BEGIN Listed entries

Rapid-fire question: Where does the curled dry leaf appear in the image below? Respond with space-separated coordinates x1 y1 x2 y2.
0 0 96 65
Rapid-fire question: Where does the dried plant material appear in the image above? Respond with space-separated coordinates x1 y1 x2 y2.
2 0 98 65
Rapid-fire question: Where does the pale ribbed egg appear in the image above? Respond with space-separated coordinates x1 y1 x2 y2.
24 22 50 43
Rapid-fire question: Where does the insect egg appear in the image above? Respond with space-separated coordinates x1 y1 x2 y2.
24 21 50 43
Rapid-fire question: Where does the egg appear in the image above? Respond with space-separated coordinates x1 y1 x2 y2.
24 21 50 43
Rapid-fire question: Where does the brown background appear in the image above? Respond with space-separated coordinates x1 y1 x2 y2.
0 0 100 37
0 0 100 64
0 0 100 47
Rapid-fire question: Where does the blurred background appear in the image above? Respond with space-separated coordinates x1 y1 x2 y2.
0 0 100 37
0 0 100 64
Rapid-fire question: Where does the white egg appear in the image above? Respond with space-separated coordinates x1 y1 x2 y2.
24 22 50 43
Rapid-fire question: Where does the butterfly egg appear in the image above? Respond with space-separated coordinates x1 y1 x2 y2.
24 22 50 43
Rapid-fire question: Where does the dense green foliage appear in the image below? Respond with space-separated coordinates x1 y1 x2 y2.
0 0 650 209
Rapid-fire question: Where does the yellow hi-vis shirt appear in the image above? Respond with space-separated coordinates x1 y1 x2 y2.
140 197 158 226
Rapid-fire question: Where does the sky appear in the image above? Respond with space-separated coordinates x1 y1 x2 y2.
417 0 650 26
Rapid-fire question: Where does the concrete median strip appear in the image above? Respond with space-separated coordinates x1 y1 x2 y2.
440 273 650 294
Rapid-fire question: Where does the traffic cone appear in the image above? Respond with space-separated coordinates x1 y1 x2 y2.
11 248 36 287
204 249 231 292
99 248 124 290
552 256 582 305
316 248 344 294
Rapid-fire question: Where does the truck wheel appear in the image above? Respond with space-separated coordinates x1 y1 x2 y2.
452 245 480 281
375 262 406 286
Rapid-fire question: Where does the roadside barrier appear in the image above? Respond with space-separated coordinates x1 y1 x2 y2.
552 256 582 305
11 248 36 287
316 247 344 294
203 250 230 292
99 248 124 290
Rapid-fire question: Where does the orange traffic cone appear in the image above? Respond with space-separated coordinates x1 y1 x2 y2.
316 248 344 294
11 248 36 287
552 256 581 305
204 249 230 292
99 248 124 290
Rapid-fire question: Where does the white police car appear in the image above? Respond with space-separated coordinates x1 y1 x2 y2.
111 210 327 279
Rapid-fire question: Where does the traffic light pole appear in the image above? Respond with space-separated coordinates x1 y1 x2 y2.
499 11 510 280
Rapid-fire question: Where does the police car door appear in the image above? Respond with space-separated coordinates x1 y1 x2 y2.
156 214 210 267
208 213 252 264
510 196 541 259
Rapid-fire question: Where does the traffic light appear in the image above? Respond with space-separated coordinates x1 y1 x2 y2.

END Listed entries

Instructions for the task
Copy the records above word for word, from their first line through the line containing "417 0 650 26", including that line.

Solved exercise
Rapid-fire question: Where does the curled dry leaf appear in the image below? Respond with space-separated coordinates x1 y1 x2 y2.
0 0 96 65
Rapid-fire question: Where does the dried plant material appear in the image above? Respond with space-separated coordinates x1 y1 x2 y2.
2 0 98 65
Rapid-fire question: Where does the pale ribbed egg appear in the image above? Respond with space-separated coordinates x1 y1 x2 y2.
24 22 50 43
Rapid-fire question: Where does the insect egg appear in the image above? Respond with space-separated coordinates x1 y1 x2 y2.
24 21 50 43
Rapid-fire question: Where does the egg appear in the image above? Respond with space-separated coordinates x1 y1 x2 y2.
24 21 50 43
Rapid-fire question: Where does the brown background appear in the image above? Respond with space-separated coordinates x1 y1 x2 y2.
0 0 100 37
0 0 100 64
0 0 100 47
Rapid-fire question: Where does the blurred background appear in the image above? Respond with space-separated coordinates x1 y1 x2 y2.
0 0 100 37
0 0 100 64
Rapid-fire question: Where does the white egg appear in the image above? Respond with space-separated coordinates x1 y1 x2 y2.
24 22 50 43
Rapid-fire question: Where does the butterfly egg appear in the image above? Respond with space-separated coordinates x1 y1 x2 y2.
24 22 50 43
Rapid-fire question: Where does the dense green foliage appear in the image below? Respond with space-separated coordinates x1 y1 x2 y2.
0 0 650 209
Rapid-fire question: Where does the yellow hi-vis shirt appear in the image above? Respond with space-separated coordinates x1 y1 x2 y2.
140 197 158 226
Rapid-fire question: Where does the sky appear in the image above? Respond with space-separated coordinates x1 y1 x2 y2.
417 0 650 26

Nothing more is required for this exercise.